**Tasks:**
A. Decide whether each statement below agrees with the proposal letter, answering yes or no and quoting the deciding words of the letter: (i) the tender offer is priced at $2.25 per share in cash; (ii) the proposal depends on an agreement with a holder of notes outstanding under the Indenture; (iii) Triyar was founded in 1995 by the Yari family.
B. Write a continuation of the proposal letter, starting after its final sentence.
··· Extract
EX-99.1 2 dex991.htm PROPOSAL LETTER Proposal Letter

Exhibit 99.1

 

October 15, 2004

 

Special Committee of the

Board of Directors

Home Products International, Inc.

4501 West 47th Street

Chicago, IL 60632

 

Gentlemen:

 

Equity Group Investments, L.L.C. (“EGI”), Triyar Capital, LLC (“Triyar”) and Joseph Gantz (together, the “Investors”) are pleased to submit this proposal, with your prior permission, for a tender offer (the “Tender Offer”), by a company to be formed by them (“Newco”), for all shares of the Company’s outstanding common stock, subject to a minimum tender of 70% of the outstanding shares, for $2.25 per share in cash (the “Purchase Price”). This proposal replaces and supercedes, in its entirety, the proposal letter dated September 23, 2004, submitted by the Investors (the “Prior Proposal”).

 

This proposal is not conditioned on any agreement with any holder of notes outstanding under the Indenture (defined below).

 

As you may know, EGI is a Chicago-based private investment firm headed by Samuel Zell. EGI affiliates own 664,000 shares of the Company’s common stock. As part of this proposed transaction, EGI is willing to roll-over its existing shares as well as invest additional equity capital alongside Triyar and Mr. Gantz. EGI intends to vote its shares against the Existing Agreement (as defined below). Triyar is a Los Angeles-based private equity fund. Triyar was founded in 1995 by the Yari family and specializes in value and special situation investments. Mr. Gantz is a former member of the Board of Directors of the Company and possesses extensive operating experience in the plastics industry. In addition, Mr. Gantz is a permitted holder, as defined in the Indenture (as defined below).
······
··· Information supplied
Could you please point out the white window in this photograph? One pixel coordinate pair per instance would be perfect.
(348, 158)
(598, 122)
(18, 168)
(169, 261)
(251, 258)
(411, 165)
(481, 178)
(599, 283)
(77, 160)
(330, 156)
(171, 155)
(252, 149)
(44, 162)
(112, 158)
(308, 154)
······
**Task results:**
A.
(i) Yes: "for $2.25 per share in cash (the “Purchase Price”)"
(ii) No: "This proposal is not conditioned on any agreement with any holder of notes outstanding under the Indenture"
(iii) Yes: "Triyar was founded in 1995 by the Yari family"

B.
This proposal is intended to constitute a “Company Takeover Proposal” for purposes of the Agreement and Plan of Merger dated as of June 2, 2004 by and between JRT Acquisition, Inc. and the Company (the “Existing Agreement”). The Investors expect this proposal will result in (i) a “Superior Company Proposal” for purposes of the Existing Agreement, (ii) the Company terminating the Existing Agreement pursuant to Section 8.05(b) thereof and (iii) substantially contemporaneously therewith, the Company entering into a new agreement (the “Successor Agreement”) with Newco providing for the Tender Offer.

 

The Investors are very excited about our proposal. But for a very few new issues raised by the Company’s most recent draft Company Disclosure Letter delivered to the Investors late this week, the Investors have completed their due diligence review. We look forward to continuing to have the Company’s full cooperation and full access to its relevant data and personnel and expect to resolve these remaining issues expeditiously.

 

As you know, we are in agreement with the Special Committee on the final form of a definitive agreement reflecting the Prior Proposal, except for a couple of issues. We are now preparing a revision of that document to reflect changes in the mechanics of the acquisition and, except for conforming changes, the Successor Agreement will not differ substantively from the form of a definitive agreement reflecting the Prior Proposal. We reaffirm our previous commitment to negotiate in good faith and we will use all reasonable efforts to resolve any issues by October 19, 2004.


Special Committee of the

Board of Directors

Home Products International, Inc.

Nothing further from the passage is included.